Data for processing:
────────

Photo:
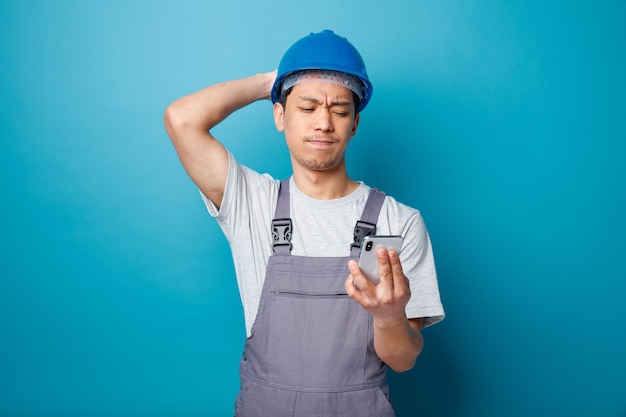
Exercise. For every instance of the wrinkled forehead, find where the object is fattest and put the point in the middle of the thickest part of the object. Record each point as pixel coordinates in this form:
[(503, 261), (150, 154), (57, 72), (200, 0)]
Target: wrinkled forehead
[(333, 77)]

────────

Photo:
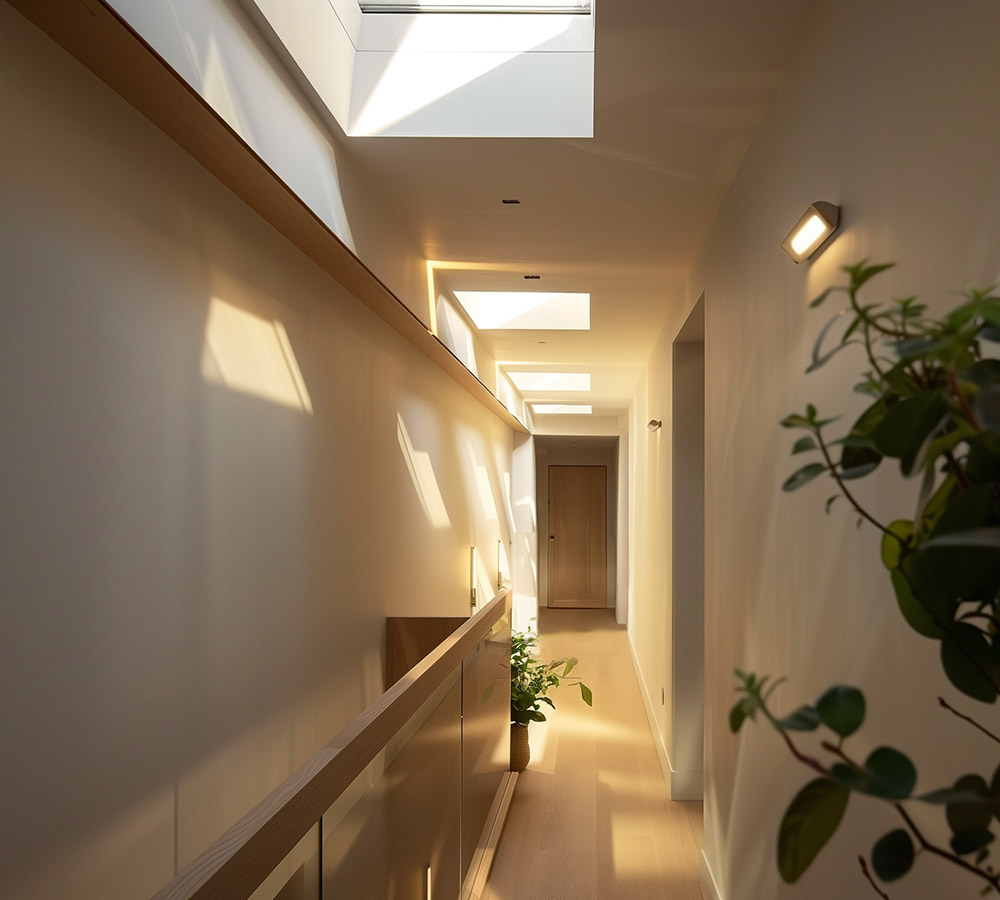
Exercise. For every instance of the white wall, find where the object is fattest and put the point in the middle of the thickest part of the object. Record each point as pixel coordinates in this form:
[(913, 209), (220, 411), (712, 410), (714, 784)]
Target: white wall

────────

Goal: Locate every line in the items that contains the string "white" and copy each such line in full.

Response:
Exercise. For every instance of the white wall, find where the object is fattest and put the point in the middle of the thickest part of the object. Record each point as pixel coordinates in this form:
Target: white wall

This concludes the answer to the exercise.